▶ _Work instructions_
Restate, word for word, each record that follows.

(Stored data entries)
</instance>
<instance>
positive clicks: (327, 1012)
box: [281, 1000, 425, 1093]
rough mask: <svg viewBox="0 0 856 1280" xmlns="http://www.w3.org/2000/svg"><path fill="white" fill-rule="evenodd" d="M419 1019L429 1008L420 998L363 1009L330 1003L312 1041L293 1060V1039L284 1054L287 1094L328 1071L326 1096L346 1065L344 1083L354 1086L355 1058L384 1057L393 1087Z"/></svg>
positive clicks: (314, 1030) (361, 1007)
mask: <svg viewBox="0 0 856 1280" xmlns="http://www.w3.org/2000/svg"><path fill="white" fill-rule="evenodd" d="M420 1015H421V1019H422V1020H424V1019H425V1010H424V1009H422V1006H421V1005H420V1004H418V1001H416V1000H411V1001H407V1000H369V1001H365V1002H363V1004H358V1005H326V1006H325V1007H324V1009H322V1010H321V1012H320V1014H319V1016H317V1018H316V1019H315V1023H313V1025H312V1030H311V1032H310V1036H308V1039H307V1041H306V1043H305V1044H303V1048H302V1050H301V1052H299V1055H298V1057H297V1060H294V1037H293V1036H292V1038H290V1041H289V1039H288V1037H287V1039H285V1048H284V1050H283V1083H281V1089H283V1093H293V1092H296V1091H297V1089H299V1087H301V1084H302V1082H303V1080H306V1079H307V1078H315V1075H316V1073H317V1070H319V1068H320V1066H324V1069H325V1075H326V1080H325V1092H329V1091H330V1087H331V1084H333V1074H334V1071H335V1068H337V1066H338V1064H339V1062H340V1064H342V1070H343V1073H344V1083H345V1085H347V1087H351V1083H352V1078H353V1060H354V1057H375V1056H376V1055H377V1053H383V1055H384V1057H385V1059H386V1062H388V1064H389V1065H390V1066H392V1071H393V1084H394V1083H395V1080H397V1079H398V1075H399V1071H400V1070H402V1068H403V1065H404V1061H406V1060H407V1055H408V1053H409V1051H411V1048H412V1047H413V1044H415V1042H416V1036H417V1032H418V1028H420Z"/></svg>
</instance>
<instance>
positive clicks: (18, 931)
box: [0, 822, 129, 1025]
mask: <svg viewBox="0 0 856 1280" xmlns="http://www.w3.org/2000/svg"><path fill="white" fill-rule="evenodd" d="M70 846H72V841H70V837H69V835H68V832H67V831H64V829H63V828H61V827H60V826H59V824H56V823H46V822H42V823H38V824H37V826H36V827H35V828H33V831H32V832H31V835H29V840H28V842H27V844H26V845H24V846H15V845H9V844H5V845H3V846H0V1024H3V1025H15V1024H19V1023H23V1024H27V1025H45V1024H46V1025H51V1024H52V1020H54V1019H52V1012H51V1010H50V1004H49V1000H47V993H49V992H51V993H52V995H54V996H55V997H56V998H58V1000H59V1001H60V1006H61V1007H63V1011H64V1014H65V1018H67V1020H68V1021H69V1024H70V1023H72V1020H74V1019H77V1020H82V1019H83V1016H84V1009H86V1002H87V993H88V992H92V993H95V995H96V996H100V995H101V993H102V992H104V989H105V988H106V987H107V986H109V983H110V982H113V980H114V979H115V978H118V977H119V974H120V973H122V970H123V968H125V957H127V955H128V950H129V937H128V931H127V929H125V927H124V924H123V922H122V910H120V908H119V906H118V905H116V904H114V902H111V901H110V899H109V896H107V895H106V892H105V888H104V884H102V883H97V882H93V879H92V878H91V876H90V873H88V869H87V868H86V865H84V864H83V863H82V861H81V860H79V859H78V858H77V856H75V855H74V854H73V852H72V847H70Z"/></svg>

▶ _Answer_
</instance>
<instance>
positive clicks: (327, 1012)
box: [281, 1000, 425, 1093]
rough mask: <svg viewBox="0 0 856 1280" xmlns="http://www.w3.org/2000/svg"><path fill="white" fill-rule="evenodd" d="M419 1019L429 1008L420 998L363 1009L330 1003L312 1041L293 1060V1039L284 1054L287 1094L328 1071L326 1096L346 1065L344 1083L354 1086L355 1058L384 1057L393 1087Z"/></svg>
positive clicks: (314, 1030) (361, 1007)
mask: <svg viewBox="0 0 856 1280" xmlns="http://www.w3.org/2000/svg"><path fill="white" fill-rule="evenodd" d="M420 1015H421V1019H422V1020H424V1019H425V1010H424V1009H422V1006H421V1005H420V1004H418V1001H416V1000H411V1001H407V1000H369V1001H365V1002H363V1004H358V1005H326V1006H325V1007H324V1009H322V1010H321V1012H320V1014H319V1016H317V1018H316V1019H315V1023H313V1025H312V1030H311V1032H310V1036H308V1039H307V1041H306V1043H305V1044H303V1048H302V1050H301V1052H299V1055H298V1057H297V1060H294V1037H293V1036H292V1038H290V1041H289V1039H288V1037H287V1039H285V1048H284V1050H283V1083H281V1089H283V1093H293V1092H296V1091H297V1089H299V1087H301V1084H302V1082H303V1080H306V1079H307V1078H315V1075H316V1073H317V1070H319V1068H320V1066H324V1069H325V1075H326V1080H325V1092H329V1091H330V1087H331V1084H333V1074H334V1071H335V1068H337V1066H338V1064H339V1062H340V1064H342V1070H343V1073H344V1083H345V1085H347V1087H351V1083H352V1078H353V1060H354V1057H375V1056H376V1055H377V1053H383V1055H384V1057H385V1059H386V1062H388V1064H389V1065H390V1066H392V1071H393V1084H394V1083H395V1080H397V1079H398V1075H399V1071H400V1070H402V1068H403V1065H404V1061H406V1060H407V1055H408V1053H409V1051H411V1048H412V1047H413V1044H415V1042H416V1036H417V1032H418V1028H420Z"/></svg>
</instance>
<instance>
positive clicks: (18, 931)
box: [0, 822, 129, 1025]
mask: <svg viewBox="0 0 856 1280" xmlns="http://www.w3.org/2000/svg"><path fill="white" fill-rule="evenodd" d="M70 846H72V841H70V837H69V835H68V832H67V831H64V829H63V828H61V827H60V826H59V824H56V823H46V822H42V823H38V824H37V826H36V827H35V828H33V831H32V832H31V835H29V840H28V842H27V844H26V845H24V846H15V845H9V844H5V845H3V846H0V1024H3V1025H15V1024H19V1023H23V1024H27V1025H45V1024H46V1025H51V1024H52V1020H54V1019H52V1012H51V1010H50V1004H49V1000H47V993H49V992H51V993H52V995H54V996H55V997H56V998H58V1000H59V1001H60V1006H61V1007H63V1011H64V1014H65V1018H67V1020H68V1021H69V1024H70V1023H72V1020H74V1019H77V1020H82V1019H83V1016H84V1009H86V1002H87V993H88V992H92V993H95V995H96V996H100V995H101V993H102V992H104V989H105V988H106V987H107V986H109V983H110V982H113V980H114V979H115V978H118V977H119V974H120V973H122V970H123V968H125V957H127V955H128V950H129V937H128V931H127V929H125V927H124V924H123V922H122V910H120V908H119V906H118V905H116V904H114V902H111V901H110V899H109V896H107V895H106V892H105V888H104V884H102V883H97V882H93V879H92V878H91V876H90V873H88V869H87V868H86V865H84V864H83V863H82V861H81V860H79V859H78V858H77V856H75V855H74V854H73V852H72V847H70Z"/></svg>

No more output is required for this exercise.